What you need to do: Print everything from the start of the entries down to the line containing "[185,159,392,208]", including that line, copying each line exactly.

Input data:
■ ■ ■ ■ ■ ■ ■
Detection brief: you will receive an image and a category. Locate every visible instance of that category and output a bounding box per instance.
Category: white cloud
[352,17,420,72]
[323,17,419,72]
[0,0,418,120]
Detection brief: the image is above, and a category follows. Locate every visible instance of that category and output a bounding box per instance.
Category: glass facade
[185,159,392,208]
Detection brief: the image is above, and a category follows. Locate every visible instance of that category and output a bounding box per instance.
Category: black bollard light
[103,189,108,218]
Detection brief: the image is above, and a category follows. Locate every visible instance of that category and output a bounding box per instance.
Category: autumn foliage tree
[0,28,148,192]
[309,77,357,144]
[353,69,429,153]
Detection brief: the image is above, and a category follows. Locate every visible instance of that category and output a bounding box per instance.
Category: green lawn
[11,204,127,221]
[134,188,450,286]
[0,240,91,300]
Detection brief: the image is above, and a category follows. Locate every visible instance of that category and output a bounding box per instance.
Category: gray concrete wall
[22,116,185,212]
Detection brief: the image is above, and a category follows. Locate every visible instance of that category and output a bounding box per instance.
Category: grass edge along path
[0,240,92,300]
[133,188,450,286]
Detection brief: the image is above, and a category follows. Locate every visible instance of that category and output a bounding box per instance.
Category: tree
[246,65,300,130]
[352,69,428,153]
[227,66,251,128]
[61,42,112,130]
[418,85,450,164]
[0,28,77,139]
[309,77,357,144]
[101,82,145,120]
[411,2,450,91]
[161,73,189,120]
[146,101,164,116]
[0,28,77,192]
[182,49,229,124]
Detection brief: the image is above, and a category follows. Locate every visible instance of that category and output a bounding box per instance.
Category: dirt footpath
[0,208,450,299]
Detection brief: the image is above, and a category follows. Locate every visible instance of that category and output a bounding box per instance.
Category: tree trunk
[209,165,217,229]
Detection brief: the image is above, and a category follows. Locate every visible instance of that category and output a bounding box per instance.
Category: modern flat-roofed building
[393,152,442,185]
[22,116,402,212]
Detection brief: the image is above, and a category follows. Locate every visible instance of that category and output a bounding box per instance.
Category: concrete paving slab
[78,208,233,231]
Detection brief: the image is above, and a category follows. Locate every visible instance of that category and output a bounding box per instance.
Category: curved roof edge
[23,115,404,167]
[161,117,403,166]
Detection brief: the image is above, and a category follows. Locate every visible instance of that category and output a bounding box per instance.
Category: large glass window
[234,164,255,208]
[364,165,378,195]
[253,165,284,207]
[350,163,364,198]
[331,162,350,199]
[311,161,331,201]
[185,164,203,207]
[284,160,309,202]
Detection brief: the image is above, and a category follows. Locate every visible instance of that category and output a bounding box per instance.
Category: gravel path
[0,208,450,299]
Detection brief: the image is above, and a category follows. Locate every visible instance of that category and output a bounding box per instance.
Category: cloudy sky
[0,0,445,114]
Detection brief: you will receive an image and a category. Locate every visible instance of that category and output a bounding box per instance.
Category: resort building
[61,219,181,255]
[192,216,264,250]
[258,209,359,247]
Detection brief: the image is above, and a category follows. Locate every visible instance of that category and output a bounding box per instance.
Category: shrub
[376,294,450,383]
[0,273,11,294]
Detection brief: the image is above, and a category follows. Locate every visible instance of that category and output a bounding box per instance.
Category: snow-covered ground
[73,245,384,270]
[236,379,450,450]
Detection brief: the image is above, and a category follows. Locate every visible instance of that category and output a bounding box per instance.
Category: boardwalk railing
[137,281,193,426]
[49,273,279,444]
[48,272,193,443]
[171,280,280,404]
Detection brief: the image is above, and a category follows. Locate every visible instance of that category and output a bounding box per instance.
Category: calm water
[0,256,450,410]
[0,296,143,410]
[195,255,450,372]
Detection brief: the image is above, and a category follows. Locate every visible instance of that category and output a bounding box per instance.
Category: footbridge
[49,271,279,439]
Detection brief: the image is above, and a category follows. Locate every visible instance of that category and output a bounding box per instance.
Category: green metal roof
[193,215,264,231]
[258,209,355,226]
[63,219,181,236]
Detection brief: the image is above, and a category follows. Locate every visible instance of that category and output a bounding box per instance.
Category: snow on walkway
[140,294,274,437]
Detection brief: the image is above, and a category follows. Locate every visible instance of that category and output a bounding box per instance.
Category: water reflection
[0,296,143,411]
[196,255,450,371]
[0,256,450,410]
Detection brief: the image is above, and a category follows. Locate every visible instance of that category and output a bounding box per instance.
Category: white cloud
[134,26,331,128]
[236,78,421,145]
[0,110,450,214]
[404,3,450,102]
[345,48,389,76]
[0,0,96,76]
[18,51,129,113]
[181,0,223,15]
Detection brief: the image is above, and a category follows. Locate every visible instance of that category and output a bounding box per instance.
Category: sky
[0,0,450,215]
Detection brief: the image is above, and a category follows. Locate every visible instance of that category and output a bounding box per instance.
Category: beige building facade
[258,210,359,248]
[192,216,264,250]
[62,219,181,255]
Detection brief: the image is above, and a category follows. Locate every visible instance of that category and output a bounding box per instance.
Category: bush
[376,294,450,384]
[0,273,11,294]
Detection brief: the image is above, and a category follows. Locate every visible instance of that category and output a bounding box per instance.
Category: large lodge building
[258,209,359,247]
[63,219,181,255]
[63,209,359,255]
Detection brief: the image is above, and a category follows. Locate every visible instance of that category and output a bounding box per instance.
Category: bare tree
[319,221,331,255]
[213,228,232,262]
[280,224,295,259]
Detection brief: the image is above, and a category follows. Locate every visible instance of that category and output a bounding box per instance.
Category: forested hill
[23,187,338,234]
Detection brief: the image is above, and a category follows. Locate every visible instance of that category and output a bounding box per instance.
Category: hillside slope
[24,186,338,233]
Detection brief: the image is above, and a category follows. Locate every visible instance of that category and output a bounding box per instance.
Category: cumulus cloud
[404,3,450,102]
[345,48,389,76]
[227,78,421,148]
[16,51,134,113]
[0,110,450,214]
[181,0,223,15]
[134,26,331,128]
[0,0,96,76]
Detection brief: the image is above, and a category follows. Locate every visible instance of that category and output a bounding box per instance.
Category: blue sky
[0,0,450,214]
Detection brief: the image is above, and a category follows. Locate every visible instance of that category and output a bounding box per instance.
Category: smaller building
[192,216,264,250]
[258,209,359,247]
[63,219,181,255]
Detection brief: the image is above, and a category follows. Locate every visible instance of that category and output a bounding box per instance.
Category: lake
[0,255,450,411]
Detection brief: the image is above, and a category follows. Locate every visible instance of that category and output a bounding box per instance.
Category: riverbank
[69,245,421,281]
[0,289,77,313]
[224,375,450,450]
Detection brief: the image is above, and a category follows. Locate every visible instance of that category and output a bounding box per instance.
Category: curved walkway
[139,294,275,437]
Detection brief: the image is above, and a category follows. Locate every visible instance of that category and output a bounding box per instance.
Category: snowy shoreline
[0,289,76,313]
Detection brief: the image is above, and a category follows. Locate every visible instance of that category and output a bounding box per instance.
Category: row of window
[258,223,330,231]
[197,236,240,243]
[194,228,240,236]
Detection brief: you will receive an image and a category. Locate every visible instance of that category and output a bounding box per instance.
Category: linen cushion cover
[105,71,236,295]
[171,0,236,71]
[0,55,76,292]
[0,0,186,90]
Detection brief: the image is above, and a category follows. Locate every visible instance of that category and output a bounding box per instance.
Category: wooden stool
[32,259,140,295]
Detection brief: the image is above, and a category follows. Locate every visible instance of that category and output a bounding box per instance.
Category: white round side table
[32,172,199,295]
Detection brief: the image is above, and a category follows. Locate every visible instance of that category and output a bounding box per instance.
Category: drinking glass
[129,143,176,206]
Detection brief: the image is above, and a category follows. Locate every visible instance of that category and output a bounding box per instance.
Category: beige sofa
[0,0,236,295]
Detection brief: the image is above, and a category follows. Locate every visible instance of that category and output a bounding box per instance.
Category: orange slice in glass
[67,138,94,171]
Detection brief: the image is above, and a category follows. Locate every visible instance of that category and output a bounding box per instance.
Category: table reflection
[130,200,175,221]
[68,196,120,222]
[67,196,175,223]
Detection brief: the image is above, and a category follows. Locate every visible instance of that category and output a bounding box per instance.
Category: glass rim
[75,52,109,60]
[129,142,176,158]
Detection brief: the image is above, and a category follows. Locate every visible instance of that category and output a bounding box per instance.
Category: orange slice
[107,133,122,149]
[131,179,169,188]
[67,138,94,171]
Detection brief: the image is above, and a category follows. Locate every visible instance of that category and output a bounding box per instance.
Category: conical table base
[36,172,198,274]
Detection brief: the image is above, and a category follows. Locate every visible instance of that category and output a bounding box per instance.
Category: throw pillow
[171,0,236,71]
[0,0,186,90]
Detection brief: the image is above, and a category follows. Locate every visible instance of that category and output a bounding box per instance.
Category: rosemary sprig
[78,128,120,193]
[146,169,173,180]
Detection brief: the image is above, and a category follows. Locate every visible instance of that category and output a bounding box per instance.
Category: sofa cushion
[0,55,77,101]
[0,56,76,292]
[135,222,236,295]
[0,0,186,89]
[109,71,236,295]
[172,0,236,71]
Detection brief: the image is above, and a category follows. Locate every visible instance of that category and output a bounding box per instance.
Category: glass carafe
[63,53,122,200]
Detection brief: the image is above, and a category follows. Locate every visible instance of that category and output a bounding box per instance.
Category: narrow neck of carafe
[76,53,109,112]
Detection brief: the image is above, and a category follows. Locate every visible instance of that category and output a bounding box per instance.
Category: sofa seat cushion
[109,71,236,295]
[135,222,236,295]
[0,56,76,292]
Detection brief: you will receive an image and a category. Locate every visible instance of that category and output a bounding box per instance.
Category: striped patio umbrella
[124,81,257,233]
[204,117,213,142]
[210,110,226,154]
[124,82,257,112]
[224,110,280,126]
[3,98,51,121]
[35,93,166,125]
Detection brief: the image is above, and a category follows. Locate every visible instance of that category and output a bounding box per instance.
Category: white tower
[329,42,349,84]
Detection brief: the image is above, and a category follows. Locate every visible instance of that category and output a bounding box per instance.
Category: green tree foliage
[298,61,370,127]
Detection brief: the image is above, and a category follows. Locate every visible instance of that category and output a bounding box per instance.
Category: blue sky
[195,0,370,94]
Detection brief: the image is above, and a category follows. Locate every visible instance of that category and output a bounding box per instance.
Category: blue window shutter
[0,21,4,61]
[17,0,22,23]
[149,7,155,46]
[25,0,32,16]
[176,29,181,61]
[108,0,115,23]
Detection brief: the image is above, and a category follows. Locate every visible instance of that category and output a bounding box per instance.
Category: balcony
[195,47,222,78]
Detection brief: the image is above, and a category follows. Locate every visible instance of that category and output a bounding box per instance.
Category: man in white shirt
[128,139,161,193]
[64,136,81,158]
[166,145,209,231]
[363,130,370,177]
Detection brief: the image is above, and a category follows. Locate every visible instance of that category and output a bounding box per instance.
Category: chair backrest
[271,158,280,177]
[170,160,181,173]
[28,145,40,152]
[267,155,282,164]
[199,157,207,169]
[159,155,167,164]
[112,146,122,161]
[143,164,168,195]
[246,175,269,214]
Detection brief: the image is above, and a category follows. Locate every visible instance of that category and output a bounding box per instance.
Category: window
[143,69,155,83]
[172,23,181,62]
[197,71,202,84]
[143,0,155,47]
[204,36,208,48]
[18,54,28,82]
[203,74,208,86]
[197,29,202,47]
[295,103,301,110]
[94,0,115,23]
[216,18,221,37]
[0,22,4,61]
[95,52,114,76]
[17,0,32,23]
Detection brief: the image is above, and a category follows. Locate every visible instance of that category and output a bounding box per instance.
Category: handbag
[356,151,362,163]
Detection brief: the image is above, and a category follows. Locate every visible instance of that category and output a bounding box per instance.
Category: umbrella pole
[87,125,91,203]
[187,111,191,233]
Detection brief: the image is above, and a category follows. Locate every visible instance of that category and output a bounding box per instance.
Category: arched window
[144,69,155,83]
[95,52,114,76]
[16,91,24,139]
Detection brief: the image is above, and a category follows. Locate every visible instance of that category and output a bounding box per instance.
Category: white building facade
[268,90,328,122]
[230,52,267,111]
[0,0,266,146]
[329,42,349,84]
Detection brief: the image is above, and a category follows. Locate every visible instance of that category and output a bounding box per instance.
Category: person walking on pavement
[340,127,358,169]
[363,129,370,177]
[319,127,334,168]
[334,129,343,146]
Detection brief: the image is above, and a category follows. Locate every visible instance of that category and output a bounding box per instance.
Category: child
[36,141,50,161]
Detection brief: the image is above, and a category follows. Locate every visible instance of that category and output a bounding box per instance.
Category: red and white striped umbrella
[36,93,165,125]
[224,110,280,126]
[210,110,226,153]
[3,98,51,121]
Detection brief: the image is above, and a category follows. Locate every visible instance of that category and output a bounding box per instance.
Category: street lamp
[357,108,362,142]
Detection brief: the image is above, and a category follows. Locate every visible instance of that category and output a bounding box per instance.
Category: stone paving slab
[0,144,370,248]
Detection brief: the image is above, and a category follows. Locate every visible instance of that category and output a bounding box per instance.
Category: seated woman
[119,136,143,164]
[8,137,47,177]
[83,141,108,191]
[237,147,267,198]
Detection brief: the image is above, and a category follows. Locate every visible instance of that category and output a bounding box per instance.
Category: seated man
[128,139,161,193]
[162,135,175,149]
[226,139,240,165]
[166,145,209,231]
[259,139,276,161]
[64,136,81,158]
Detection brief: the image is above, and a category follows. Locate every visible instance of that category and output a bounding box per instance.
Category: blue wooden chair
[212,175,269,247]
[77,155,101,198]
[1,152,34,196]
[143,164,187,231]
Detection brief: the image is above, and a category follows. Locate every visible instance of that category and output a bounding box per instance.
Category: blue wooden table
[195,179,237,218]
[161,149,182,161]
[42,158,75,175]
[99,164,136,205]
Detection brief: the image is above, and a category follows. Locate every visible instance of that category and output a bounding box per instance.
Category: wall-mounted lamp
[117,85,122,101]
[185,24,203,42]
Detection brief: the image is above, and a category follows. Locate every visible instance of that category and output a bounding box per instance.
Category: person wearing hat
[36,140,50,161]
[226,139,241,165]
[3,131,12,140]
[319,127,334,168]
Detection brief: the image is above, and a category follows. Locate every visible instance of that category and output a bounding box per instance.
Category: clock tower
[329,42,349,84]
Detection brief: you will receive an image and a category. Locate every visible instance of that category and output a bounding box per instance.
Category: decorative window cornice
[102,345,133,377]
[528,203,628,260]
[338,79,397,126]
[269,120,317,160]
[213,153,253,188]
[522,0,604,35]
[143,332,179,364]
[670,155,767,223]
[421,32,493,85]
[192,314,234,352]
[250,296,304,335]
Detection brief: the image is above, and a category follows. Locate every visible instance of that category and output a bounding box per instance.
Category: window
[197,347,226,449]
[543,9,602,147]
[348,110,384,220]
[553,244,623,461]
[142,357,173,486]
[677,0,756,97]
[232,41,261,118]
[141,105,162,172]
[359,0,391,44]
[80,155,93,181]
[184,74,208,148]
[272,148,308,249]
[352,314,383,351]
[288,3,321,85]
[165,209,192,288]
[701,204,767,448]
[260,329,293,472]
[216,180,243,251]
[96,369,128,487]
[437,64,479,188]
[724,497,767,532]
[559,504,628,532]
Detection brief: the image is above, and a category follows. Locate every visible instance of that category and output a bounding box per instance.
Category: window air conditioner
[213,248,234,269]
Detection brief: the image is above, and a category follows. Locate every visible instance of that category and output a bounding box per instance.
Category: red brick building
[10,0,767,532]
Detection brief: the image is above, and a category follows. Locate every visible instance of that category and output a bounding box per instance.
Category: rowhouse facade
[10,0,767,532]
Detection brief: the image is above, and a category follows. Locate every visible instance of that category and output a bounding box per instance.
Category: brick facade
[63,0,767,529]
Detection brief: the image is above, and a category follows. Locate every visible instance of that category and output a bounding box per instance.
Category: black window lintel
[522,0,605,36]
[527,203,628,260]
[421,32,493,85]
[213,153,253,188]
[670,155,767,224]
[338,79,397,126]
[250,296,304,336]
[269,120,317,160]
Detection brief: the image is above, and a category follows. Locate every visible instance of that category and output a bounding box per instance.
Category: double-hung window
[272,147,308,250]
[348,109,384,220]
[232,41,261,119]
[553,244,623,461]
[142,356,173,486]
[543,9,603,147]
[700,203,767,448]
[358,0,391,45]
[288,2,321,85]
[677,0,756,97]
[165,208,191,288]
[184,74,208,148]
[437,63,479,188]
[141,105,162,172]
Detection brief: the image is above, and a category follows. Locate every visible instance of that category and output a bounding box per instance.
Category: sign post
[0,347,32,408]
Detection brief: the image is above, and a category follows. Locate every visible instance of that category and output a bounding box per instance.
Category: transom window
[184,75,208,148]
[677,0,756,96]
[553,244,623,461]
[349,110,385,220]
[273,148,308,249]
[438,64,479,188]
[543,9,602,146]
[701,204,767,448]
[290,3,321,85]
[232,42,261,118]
■ ■ ■ ■ ■ ■ ■
Answer to this problem:
Detection brief: you will receive an image and a category. Locate every visible instance of that category and output a bounding box per instance.
Category: white cloud
[352,17,420,72]
[323,17,419,72]
[0,0,418,120]
Detection brief: the image is above, and a category follows. Locate every visible instance of that category and output a bounding box per instance.
Category: glass facade
[185,159,392,208]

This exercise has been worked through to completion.